About this task:
Transcribe each entry exactly, without pictures.

--- START ---

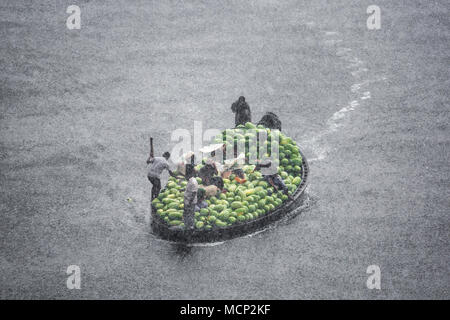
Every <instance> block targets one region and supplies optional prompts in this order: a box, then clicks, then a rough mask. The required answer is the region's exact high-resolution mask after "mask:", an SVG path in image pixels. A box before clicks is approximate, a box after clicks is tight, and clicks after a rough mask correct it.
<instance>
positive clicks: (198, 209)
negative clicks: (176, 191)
mask: <svg viewBox="0 0 450 320" xmlns="http://www.w3.org/2000/svg"><path fill="white" fill-rule="evenodd" d="M205 196H206V192H205V189H203V188H201V187H200V186H199V188H198V191H197V204H196V205H195V211H200V210H201V209H203V208H208V203H207V202H206V201H205Z"/></svg>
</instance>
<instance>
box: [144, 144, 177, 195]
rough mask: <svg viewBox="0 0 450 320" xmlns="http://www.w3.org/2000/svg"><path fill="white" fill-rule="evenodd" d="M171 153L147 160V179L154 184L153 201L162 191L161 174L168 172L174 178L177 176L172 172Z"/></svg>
mask: <svg viewBox="0 0 450 320" xmlns="http://www.w3.org/2000/svg"><path fill="white" fill-rule="evenodd" d="M169 158H170V153H169V152H167V151H166V152H164V154H163V156H162V157H150V158H148V159H147V164H148V165H149V167H148V173H147V178H148V180H149V181H150V183H151V184H152V201H153V199H155V198H156V197H157V196H158V195H159V192H160V191H161V174H162V173H163V171H164V170H167V171H168V172H169V174H170V175H171V176H172V177H175V176H176V175H175V174H174V173H173V172H172V171H170V167H169V162H168V160H169Z"/></svg>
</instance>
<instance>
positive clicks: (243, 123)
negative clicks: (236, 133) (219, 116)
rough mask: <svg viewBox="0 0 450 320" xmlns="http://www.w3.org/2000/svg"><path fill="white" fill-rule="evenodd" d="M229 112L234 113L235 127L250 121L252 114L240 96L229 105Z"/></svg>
mask: <svg viewBox="0 0 450 320" xmlns="http://www.w3.org/2000/svg"><path fill="white" fill-rule="evenodd" d="M231 111H233V113H235V114H236V115H235V117H234V124H235V126H236V127H237V126H238V125H240V124H245V123H246V122H251V121H252V113H251V112H250V106H249V105H248V103H247V102H245V97H243V96H240V97H239V99H238V100H237V101H236V102H234V103H233V104H232V105H231Z"/></svg>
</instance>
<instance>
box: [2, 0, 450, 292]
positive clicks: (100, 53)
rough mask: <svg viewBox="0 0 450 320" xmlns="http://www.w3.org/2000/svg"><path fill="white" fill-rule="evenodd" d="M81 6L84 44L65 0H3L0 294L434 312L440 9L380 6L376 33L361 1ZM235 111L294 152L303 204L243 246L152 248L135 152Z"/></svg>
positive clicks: (250, 238)
mask: <svg viewBox="0 0 450 320" xmlns="http://www.w3.org/2000/svg"><path fill="white" fill-rule="evenodd" d="M77 3H78V4H79V6H80V8H81V19H82V20H81V21H82V22H81V30H68V29H67V28H66V25H65V21H66V18H67V16H68V14H67V13H66V12H65V11H66V8H67V6H68V3H67V2H66V1H46V2H45V1H41V4H36V3H34V4H30V3H29V2H28V1H16V0H15V1H9V0H6V1H2V4H1V11H0V26H1V35H2V36H1V39H0V50H1V55H0V59H1V60H0V61H1V63H0V66H1V69H2V72H1V74H0V81H1V86H0V90H1V92H0V93H1V100H0V106H1V118H0V123H1V127H0V133H1V135H0V136H1V140H0V141H1V145H0V151H1V154H0V170H1V171H0V173H1V176H0V183H1V207H0V209H1V224H0V243H1V248H0V250H1V251H0V253H1V255H0V268H1V270H0V297H2V298H64V299H70V298H82V299H84V298H147V299H182V298H185V299H200V298H203V299H209V298H213V299H215V298H225V299H228V298H230V299H262V298H265V299H313V298H332V299H339V298H357V299H382V298H393V299H398V298H448V297H449V295H448V290H449V284H450V281H449V277H448V274H449V271H450V270H449V258H448V257H449V254H448V251H449V214H448V212H449V208H450V201H449V199H450V197H449V194H448V190H449V186H450V183H449V178H450V172H449V166H448V158H449V141H450V139H449V138H450V135H449V133H450V132H449V127H448V123H449V119H450V116H449V93H448V88H449V77H448V76H449V72H448V62H449V58H450V56H449V52H450V50H449V49H450V48H449V35H450V31H449V24H448V16H449V5H448V3H447V2H446V1H435V2H432V3H431V2H430V3H427V4H421V3H420V2H419V1H395V3H394V2H392V1H385V0H379V1H377V3H376V4H377V5H378V6H380V8H381V19H382V20H381V29H380V30H368V29H367V27H366V19H367V17H368V15H367V14H366V9H367V7H368V6H369V5H371V4H373V3H372V2H371V1H365V0H363V1H356V0H345V1H339V2H336V3H334V2H333V3H331V2H330V1H324V0H317V1H314V2H313V4H312V3H310V2H308V1H272V0H262V1H189V2H188V1H164V2H162V1H130V0H127V1H114V2H112V1H109V2H108V1H87V0H85V1H77ZM240 95H245V96H246V98H247V101H248V102H249V104H250V107H251V109H252V114H253V118H254V120H258V119H259V118H260V117H261V116H262V115H263V114H264V113H265V112H266V111H272V112H275V113H277V114H278V115H279V116H280V119H281V121H282V123H283V131H284V132H285V133H286V134H287V135H289V136H291V137H292V138H293V139H295V140H296V141H297V142H298V143H299V145H300V146H301V148H302V150H303V152H304V153H305V155H306V157H307V158H308V160H309V162H310V169H311V175H310V179H309V186H308V189H307V200H306V201H305V203H304V204H303V205H302V206H301V207H300V208H299V209H298V210H297V211H296V212H295V214H292V215H291V216H290V217H289V219H285V220H283V221H281V222H279V223H277V224H276V225H274V226H271V227H270V228H268V229H267V230H265V231H263V232H258V233H256V234H254V235H250V236H246V237H242V238H238V239H234V240H230V241H226V242H222V243H214V244H208V245H194V246H190V247H184V246H179V245H176V244H174V243H169V242H166V241H163V240H160V239H158V238H157V237H155V236H154V235H152V233H151V230H150V229H149V195H150V186H149V183H148V181H147V179H146V167H145V160H146V158H147V155H148V137H149V136H153V137H154V140H155V149H156V153H162V152H163V151H166V150H170V148H171V147H173V145H174V142H171V140H170V135H171V133H172V132H173V131H174V130H175V129H178V128H185V129H188V130H190V131H191V132H193V128H194V121H200V122H201V124H202V127H203V130H205V129H208V128H218V129H223V128H227V127H231V126H232V125H233V119H234V117H233V114H232V113H231V111H230V105H231V103H232V102H233V101H234V100H235V99H236V98H237V97H238V96H240ZM128 198H131V199H130V201H127V199H128ZM69 265H78V266H80V268H81V290H68V289H67V287H66V279H67V275H66V269H67V267H68V266H69ZM369 265H378V266H379V267H380V270H381V290H369V289H368V288H367V286H366V280H367V277H368V276H369V275H368V274H367V273H366V270H367V267H368V266H369Z"/></svg>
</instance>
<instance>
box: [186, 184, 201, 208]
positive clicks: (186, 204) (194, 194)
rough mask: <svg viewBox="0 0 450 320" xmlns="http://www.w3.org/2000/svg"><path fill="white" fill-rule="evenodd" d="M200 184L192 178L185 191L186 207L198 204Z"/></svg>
mask: <svg viewBox="0 0 450 320" xmlns="http://www.w3.org/2000/svg"><path fill="white" fill-rule="evenodd" d="M197 191H198V182H197V179H195V178H194V177H192V178H190V179H189V181H188V184H187V185H186V190H185V191H184V205H185V206H187V205H189V204H196V203H197Z"/></svg>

--- END ---

The completed task:
Every <instance> block targets one region and supplies optional prompts in this order: a box, then clicks, then a rough mask. The required answer is the region's exact high-resolution mask after "mask:", an SVG path in image pixels. A box before clicks is approximate, a box after clicks is tight, and clicks after a rough mask correct it.
<instance>
positive clicks: (198, 209)
negative clicks: (176, 191)
mask: <svg viewBox="0 0 450 320" xmlns="http://www.w3.org/2000/svg"><path fill="white" fill-rule="evenodd" d="M205 196H206V192H205V189H203V188H201V187H200V186H199V188H198V191H197V204H196V205H195V211H200V210H201V209H203V208H208V203H207V202H206V201H205Z"/></svg>
</instance>
<instance>
box: [144, 144, 177, 195]
rough mask: <svg viewBox="0 0 450 320" xmlns="http://www.w3.org/2000/svg"><path fill="white" fill-rule="evenodd" d="M171 153L147 160V179L154 184L153 201L162 191L161 174L168 172L174 178L177 176L172 172Z"/></svg>
mask: <svg viewBox="0 0 450 320" xmlns="http://www.w3.org/2000/svg"><path fill="white" fill-rule="evenodd" d="M169 158H170V153H169V152H167V151H166V152H164V154H163V156H162V157H150V158H148V159H147V164H148V165H149V167H148V173H147V178H148V180H149V181H150V183H151V184H152V201H153V199H155V198H156V197H157V196H158V195H159V192H160V191H161V174H162V173H163V171H164V170H167V171H168V172H169V174H170V175H171V176H172V177H175V176H176V175H175V174H174V173H173V172H172V171H170V167H169V162H168V160H169Z"/></svg>
</instance>
<instance>
positive clicks: (243, 123)
negative clicks: (236, 133) (219, 116)
rough mask: <svg viewBox="0 0 450 320" xmlns="http://www.w3.org/2000/svg"><path fill="white" fill-rule="evenodd" d="M229 112L234 113L235 127L250 121L252 114L240 96L229 105Z"/></svg>
mask: <svg viewBox="0 0 450 320" xmlns="http://www.w3.org/2000/svg"><path fill="white" fill-rule="evenodd" d="M231 111H233V113H235V114H236V115H235V117H234V124H235V126H236V127H237V126H238V125H240V124H245V123H246V122H251V121H252V113H251V112H250V106H249V105H248V103H247V102H245V97H243V96H240V97H239V99H238V100H237V101H236V102H234V103H233V104H232V105H231Z"/></svg>
</instance>
<instance>
box: [2, 0, 450, 292]
positive clicks: (100, 53)
rough mask: <svg viewBox="0 0 450 320" xmlns="http://www.w3.org/2000/svg"><path fill="white" fill-rule="evenodd" d="M81 6L84 44L65 0H3L0 294L434 312L440 9L380 6L376 33L361 1ZM235 111L294 152L303 204L243 246L152 248L135 152Z"/></svg>
positive clicks: (250, 238)
mask: <svg viewBox="0 0 450 320" xmlns="http://www.w3.org/2000/svg"><path fill="white" fill-rule="evenodd" d="M77 3H78V4H79V6H80V8H81V19H82V20H81V21H82V22H81V30H68V29H67V28H66V25H65V21H66V18H67V16H68V14H67V13H66V12H65V11H66V8H67V6H68V3H67V2H66V1H46V2H45V1H41V4H36V3H34V4H30V3H29V2H28V1H16V0H15V1H9V0H6V1H2V4H1V11H0V26H1V35H2V36H1V39H0V50H1V55H0V59H1V60H0V61H1V63H0V66H1V69H2V72H1V74H0V81H1V86H0V90H1V92H0V93H1V100H0V106H1V118H0V123H1V127H0V133H1V135H0V136H1V140H0V141H1V145H0V151H1V154H0V170H1V171H0V173H1V176H0V183H1V207H0V209H1V224H0V243H1V248H0V250H1V251H0V253H1V255H0V268H1V270H0V297H2V298H64V299H70V298H82V299H84V298H147V299H182V298H185V299H200V298H203V299H209V298H213V299H215V298H225V299H228V298H230V299H262V298H265V299H313V298H332V299H339V298H357V299H382V298H393V299H398V298H448V297H449V295H448V290H449V284H450V281H449V277H448V274H449V271H450V270H449V258H448V257H449V254H448V251H449V214H448V212H449V208H450V201H449V199H450V197H449V194H448V190H449V186H450V183H449V178H450V172H449V166H448V158H449V141H450V139H449V138H450V135H449V133H450V132H449V127H448V123H449V119H450V116H449V93H448V88H449V77H448V76H449V72H448V62H449V58H450V56H449V52H450V50H449V49H450V48H449V35H450V31H449V24H448V16H449V5H448V3H447V2H446V1H435V2H432V3H431V2H430V3H427V4H421V3H420V2H419V1H395V3H394V2H392V1H385V0H379V1H377V3H376V4H377V5H378V6H380V8H381V19H382V20H381V29H380V30H368V29H367V27H366V19H367V17H368V15H367V14H366V9H367V7H368V6H369V5H371V4H373V3H372V2H371V1H365V0H363V1H356V0H345V1H339V2H336V3H334V2H333V3H331V2H330V1H324V0H317V1H314V2H313V4H312V3H310V2H308V1H272V0H262V1H189V2H188V1H164V2H162V1H130V0H127V1H114V2H112V1H109V2H108V1H87V0H85V1H77ZM240 95H245V96H246V98H247V101H248V102H249V104H250V107H251V109H252V114H253V118H254V120H258V119H259V118H260V117H261V116H262V115H263V114H264V113H265V112H266V111H272V112H275V113H277V114H278V115H279V116H280V119H281V121H282V123H283V131H284V132H285V133H286V134H287V135H289V136H291V137H292V138H293V139H295V140H296V141H297V142H298V143H299V145H300V146H301V148H302V150H303V152H304V153H305V155H306V157H307V158H308V160H309V162H310V169H311V175H310V179H309V186H308V189H307V200H306V201H305V203H304V204H303V205H302V206H301V207H300V208H299V209H298V210H297V211H296V212H295V214H292V215H291V216H290V217H289V219H285V220H283V221H281V222H279V223H277V224H276V225H274V226H271V227H270V228H268V229H267V230H265V231H263V232H258V233H256V234H254V235H250V236H246V237H242V238H238V239H234V240H230V241H226V242H222V243H214V244H208V245H194V246H190V247H184V246H179V245H176V244H174V243H169V242H166V241H163V240H160V239H158V238H157V237H155V236H154V235H152V233H151V230H150V229H149V195H150V186H149V183H148V181H147V179H146V167H145V160H146V158H147V155H148V137H149V136H153V137H154V140H155V149H156V153H162V152H163V151H166V150H170V148H171V147H173V145H174V142H171V140H170V135H171V133H172V132H173V131H174V130H175V129H178V128H185V129H188V130H190V131H191V132H193V128H194V121H200V122H201V124H202V127H203V130H205V129H208V128H218V129H223V128H227V127H231V126H232V125H233V119H234V117H233V114H232V113H231V111H230V105H231V103H232V102H233V101H234V100H235V99H236V98H237V97H238V96H240ZM128 198H131V199H130V201H127V199H128ZM69 265H78V266H80V268H81V290H68V289H67V287H66V279H67V275H66V269H67V267H68V266H69ZM369 265H378V266H379V267H380V270H381V290H369V289H368V288H367V286H366V280H367V277H368V276H369V275H368V274H367V273H366V270H367V267H368V266H369Z"/></svg>
</instance>
<instance>
box: [186, 184, 201, 208]
positive clicks: (186, 204) (194, 194)
rough mask: <svg viewBox="0 0 450 320" xmlns="http://www.w3.org/2000/svg"><path fill="white" fill-rule="evenodd" d="M200 184L192 178L185 191L186 207L198 204Z"/></svg>
mask: <svg viewBox="0 0 450 320" xmlns="http://www.w3.org/2000/svg"><path fill="white" fill-rule="evenodd" d="M197 191H198V182H197V179H195V178H194V177H192V178H190V179H189V181H188V184H187V185H186V190H185V191H184V205H185V206H187V205H189V204H196V203H197Z"/></svg>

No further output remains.